*WHAT IS BEING ASKED:* Format the listing lines from the line with "Mark the window valance in this photo." to the line with "0;228;200;391", both included, as a JSON list of strings with one string per line and any blank lines left out.

[Bounding box annotation listing]
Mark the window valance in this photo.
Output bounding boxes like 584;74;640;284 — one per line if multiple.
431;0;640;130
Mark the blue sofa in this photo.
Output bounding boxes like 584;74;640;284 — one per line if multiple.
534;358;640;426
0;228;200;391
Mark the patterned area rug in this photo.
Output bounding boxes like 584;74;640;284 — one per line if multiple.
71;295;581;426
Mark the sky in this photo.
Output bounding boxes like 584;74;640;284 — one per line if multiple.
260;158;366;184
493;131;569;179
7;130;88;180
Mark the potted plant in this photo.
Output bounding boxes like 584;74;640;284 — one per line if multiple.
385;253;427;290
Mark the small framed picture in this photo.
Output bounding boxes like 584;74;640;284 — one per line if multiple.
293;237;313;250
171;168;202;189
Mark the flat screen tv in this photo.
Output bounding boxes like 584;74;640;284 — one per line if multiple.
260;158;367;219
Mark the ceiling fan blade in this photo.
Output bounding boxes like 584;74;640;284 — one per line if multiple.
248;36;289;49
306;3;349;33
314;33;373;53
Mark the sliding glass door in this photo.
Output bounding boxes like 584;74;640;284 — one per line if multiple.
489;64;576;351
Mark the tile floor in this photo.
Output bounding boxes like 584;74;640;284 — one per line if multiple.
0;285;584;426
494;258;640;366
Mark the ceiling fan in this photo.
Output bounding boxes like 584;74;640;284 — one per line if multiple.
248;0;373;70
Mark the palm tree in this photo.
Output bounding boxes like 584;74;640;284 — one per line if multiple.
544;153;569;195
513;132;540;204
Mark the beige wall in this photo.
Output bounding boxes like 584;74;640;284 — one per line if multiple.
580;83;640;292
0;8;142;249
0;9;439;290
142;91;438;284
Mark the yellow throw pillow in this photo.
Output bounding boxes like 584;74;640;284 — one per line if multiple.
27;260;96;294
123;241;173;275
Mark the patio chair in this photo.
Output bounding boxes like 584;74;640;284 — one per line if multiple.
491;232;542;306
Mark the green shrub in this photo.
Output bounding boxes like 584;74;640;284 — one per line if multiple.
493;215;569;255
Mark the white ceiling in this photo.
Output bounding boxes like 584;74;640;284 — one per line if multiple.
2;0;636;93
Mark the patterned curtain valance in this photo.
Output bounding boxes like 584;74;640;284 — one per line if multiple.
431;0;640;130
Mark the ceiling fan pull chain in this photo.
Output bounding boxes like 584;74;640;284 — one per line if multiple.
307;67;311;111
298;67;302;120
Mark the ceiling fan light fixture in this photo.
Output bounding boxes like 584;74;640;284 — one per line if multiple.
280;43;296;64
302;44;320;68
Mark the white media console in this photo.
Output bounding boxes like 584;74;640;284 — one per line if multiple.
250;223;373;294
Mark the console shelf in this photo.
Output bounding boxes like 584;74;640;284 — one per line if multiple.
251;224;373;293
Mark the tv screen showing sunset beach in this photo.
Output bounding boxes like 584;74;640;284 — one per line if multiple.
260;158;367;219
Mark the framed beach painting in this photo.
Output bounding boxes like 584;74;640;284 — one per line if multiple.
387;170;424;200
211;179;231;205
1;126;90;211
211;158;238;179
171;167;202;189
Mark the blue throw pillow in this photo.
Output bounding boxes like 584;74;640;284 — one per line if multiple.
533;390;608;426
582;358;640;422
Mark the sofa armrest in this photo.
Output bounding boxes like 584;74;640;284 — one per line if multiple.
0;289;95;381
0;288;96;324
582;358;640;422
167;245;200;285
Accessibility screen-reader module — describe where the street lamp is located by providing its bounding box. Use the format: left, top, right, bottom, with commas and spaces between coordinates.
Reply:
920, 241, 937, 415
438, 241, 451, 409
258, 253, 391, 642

--

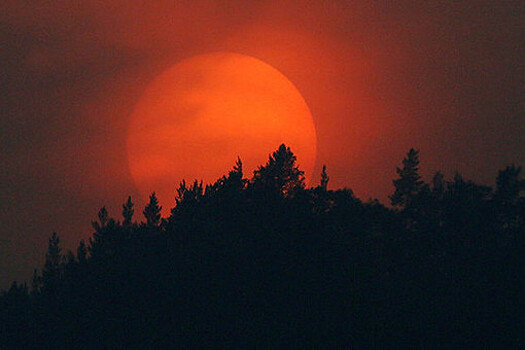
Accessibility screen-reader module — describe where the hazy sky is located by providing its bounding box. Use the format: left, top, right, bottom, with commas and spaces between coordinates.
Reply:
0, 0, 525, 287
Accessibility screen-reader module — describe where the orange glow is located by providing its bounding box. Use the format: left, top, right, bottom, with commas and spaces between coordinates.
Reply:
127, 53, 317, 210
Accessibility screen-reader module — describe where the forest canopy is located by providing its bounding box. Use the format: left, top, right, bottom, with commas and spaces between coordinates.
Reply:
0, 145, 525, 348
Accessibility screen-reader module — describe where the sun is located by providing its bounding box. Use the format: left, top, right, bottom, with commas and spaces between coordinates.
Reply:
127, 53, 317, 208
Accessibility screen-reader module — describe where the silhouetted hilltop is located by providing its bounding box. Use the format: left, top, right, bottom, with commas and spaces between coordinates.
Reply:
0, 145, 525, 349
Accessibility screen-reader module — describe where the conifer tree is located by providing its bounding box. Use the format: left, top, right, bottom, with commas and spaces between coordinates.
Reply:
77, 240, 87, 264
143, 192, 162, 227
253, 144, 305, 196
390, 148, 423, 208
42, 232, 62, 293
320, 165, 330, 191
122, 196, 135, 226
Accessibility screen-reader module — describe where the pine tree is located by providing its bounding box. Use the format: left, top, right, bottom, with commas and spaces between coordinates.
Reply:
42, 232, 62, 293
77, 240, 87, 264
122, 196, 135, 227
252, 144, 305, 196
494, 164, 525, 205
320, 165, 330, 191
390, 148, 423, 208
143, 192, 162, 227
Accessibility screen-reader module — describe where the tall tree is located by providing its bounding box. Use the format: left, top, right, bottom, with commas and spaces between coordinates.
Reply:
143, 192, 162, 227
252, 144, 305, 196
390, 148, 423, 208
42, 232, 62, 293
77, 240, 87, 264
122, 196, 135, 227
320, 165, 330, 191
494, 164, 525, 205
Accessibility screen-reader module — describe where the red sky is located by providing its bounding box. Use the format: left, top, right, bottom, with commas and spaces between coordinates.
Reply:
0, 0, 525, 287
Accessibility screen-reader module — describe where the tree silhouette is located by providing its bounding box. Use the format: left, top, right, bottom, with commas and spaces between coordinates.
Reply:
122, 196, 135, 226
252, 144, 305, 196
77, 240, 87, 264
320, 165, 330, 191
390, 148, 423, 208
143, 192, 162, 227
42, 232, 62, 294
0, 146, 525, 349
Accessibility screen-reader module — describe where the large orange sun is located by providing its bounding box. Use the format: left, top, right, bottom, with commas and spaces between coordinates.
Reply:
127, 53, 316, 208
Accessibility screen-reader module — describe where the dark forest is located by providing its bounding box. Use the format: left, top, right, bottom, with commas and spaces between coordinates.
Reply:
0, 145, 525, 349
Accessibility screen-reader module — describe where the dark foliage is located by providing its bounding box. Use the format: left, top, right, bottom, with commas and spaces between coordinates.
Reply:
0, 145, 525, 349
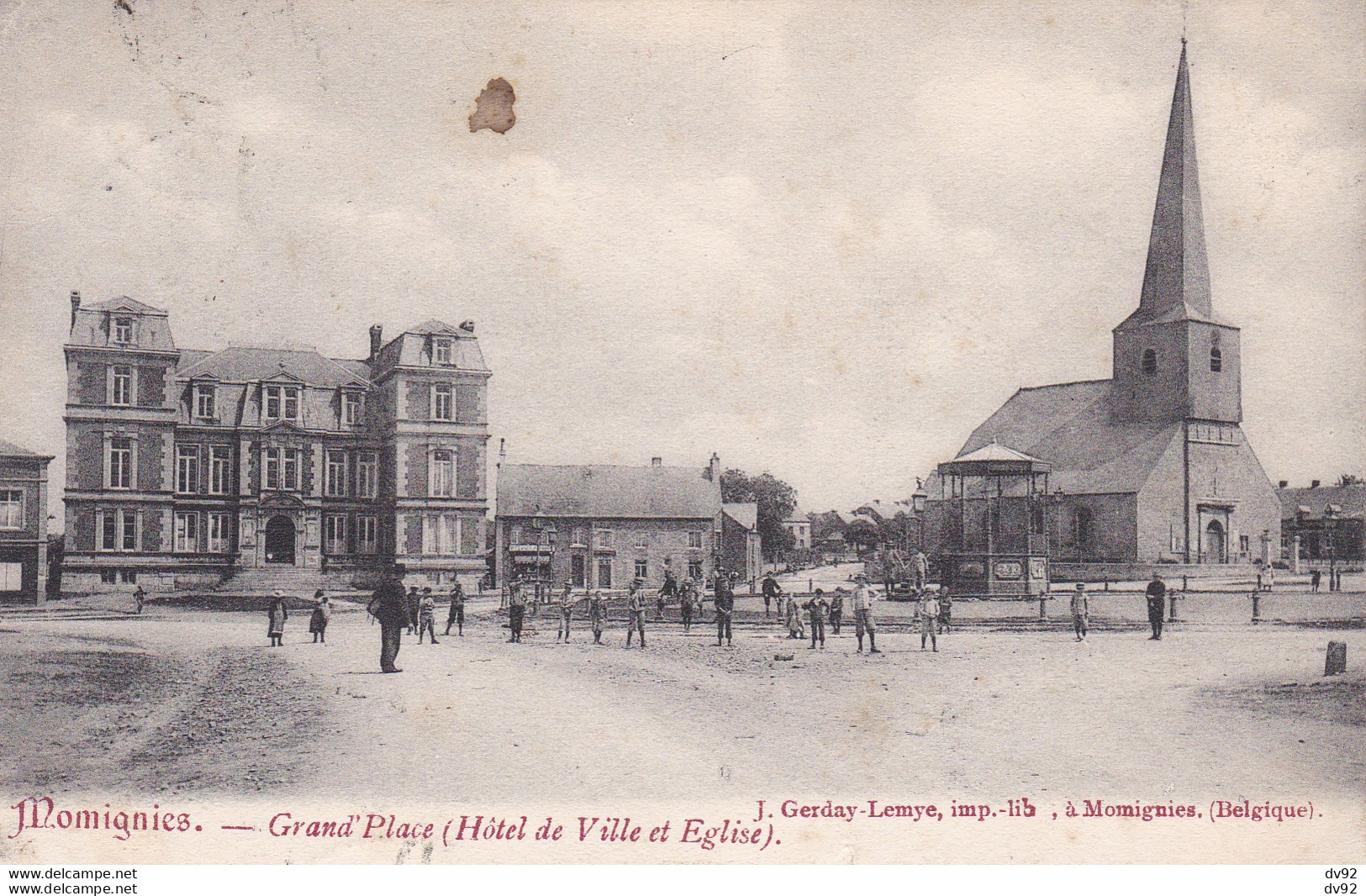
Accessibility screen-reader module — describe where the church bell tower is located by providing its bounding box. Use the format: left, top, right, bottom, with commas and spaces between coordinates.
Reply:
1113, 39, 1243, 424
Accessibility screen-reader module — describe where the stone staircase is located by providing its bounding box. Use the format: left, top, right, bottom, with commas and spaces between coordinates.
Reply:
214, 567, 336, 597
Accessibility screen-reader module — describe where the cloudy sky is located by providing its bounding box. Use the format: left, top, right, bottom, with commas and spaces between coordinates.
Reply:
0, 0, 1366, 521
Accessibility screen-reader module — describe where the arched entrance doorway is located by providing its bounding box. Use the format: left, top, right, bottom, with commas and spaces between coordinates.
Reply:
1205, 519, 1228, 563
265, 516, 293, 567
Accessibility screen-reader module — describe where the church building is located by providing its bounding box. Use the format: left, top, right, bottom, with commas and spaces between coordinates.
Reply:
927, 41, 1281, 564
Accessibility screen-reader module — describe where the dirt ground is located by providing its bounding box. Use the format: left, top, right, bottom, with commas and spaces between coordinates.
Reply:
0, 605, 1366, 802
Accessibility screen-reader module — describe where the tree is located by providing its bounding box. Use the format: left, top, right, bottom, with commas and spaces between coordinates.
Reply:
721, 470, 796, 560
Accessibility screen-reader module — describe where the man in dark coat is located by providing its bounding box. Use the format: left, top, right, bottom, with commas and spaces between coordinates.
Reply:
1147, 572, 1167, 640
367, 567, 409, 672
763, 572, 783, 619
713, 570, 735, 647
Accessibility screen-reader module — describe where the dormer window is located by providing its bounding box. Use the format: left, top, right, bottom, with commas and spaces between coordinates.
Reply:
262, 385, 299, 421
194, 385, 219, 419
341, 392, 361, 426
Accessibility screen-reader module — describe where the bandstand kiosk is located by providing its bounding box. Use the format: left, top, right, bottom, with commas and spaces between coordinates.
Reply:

*FINAL RESULT:*
[
  "Mark the window valance in this photo.",
  "Output bounding boxes like 584;74;640;284 — one per line if multiple.",
  "431;0;640;130",
  "Mark the blue sofa in this photo.",
  "Output bounding boxes like 584;74;640;284 — one per line if multiple.",
  "534;358;640;426",
  "0;228;200;391"
]